──────── RECORDS SHOWN

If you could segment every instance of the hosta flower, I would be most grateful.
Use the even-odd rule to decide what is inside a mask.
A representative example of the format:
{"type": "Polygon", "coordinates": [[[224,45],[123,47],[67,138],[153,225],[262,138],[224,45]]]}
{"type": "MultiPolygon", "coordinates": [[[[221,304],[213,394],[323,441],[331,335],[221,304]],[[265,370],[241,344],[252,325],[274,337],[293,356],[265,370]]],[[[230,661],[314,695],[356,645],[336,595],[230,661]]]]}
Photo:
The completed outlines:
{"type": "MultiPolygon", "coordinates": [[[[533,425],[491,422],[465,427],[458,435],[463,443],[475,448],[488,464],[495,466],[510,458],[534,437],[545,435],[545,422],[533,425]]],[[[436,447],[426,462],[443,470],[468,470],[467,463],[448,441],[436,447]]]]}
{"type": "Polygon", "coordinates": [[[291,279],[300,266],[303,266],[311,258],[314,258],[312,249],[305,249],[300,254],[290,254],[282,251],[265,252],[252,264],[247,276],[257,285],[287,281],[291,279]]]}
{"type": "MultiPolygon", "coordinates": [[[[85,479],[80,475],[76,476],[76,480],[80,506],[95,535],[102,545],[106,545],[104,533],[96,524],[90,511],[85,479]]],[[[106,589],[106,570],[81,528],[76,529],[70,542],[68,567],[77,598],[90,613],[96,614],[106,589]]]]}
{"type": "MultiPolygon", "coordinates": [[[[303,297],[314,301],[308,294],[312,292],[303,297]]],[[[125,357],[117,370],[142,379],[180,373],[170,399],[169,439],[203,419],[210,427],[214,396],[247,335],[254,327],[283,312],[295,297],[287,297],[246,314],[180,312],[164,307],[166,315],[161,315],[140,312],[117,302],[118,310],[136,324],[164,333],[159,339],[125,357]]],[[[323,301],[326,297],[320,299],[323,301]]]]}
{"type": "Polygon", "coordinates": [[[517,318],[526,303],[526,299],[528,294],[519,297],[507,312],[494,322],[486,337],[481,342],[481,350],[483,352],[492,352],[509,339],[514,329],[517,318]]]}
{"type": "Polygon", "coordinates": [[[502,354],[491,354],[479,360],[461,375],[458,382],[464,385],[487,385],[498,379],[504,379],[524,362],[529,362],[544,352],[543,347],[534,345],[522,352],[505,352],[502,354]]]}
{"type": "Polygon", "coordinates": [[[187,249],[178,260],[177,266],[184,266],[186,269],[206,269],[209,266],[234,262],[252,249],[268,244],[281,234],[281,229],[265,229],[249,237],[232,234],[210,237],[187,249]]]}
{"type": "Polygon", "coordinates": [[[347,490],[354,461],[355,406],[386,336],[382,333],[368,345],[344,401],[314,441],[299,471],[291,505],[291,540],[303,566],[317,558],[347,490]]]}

────────────────

OBJECTIVE = Using the data above, print every record exactly as shown.

OUTPUT OF THE EXERCISE =
If you could segment every instance of the hosta flower, I would be most grateful.
Use the even-odd rule to decide what is inside a mask.
A representative example of the format:
{"type": "Polygon", "coordinates": [[[224,45],[123,47],[67,138],[153,225],[262,138],[224,45]]]}
{"type": "MultiPolygon", "coordinates": [[[[221,304],[213,394],[323,441],[331,335],[221,304]],[[265,370],[241,344],[252,325],[274,337],[293,356],[265,370]]],[[[230,661],[314,695],[356,645],[336,595],[230,661]]]]}
Photo:
The completed outlines:
{"type": "MultiPolygon", "coordinates": [[[[533,425],[491,422],[465,427],[458,435],[463,443],[475,448],[488,464],[495,466],[510,458],[534,437],[545,435],[545,422],[533,425]]],[[[436,447],[426,462],[443,470],[468,470],[467,463],[448,441],[436,447]]]]}
{"type": "Polygon", "coordinates": [[[291,279],[300,266],[303,266],[311,258],[314,258],[312,249],[305,249],[300,254],[290,254],[282,251],[265,252],[252,264],[247,276],[257,285],[287,281],[291,279]]]}
{"type": "MultiPolygon", "coordinates": [[[[85,479],[80,475],[76,476],[76,480],[80,506],[95,535],[102,545],[106,545],[104,533],[96,524],[90,511],[85,479]]],[[[106,589],[106,570],[81,528],[76,529],[70,542],[68,567],[77,598],[90,613],[96,614],[106,589]]]]}
{"type": "MultiPolygon", "coordinates": [[[[303,297],[314,301],[308,294],[312,292],[303,297]]],[[[125,357],[117,370],[142,379],[180,373],[170,399],[169,439],[203,419],[210,427],[214,396],[247,335],[254,327],[283,312],[295,297],[287,297],[246,314],[180,312],[164,307],[166,315],[161,315],[140,312],[117,302],[118,310],[136,324],[164,333],[159,339],[125,357]]],[[[323,301],[326,297],[320,299],[323,301]]]]}
{"type": "Polygon", "coordinates": [[[517,318],[526,303],[526,299],[528,294],[519,297],[507,312],[494,322],[486,337],[481,342],[481,350],[483,352],[492,352],[509,339],[514,329],[517,318]]]}
{"type": "Polygon", "coordinates": [[[502,354],[491,354],[479,360],[461,375],[458,382],[464,385],[487,385],[498,379],[504,379],[524,362],[529,362],[544,352],[543,347],[534,345],[522,352],[505,352],[502,354]]]}
{"type": "Polygon", "coordinates": [[[187,249],[178,260],[177,266],[184,266],[186,269],[206,269],[209,266],[234,262],[252,249],[268,244],[281,234],[281,229],[265,229],[249,237],[232,234],[210,237],[187,249]]]}
{"type": "Polygon", "coordinates": [[[347,490],[354,461],[355,406],[386,336],[382,333],[368,345],[344,401],[314,441],[299,471],[291,505],[291,540],[303,566],[317,558],[347,490]]]}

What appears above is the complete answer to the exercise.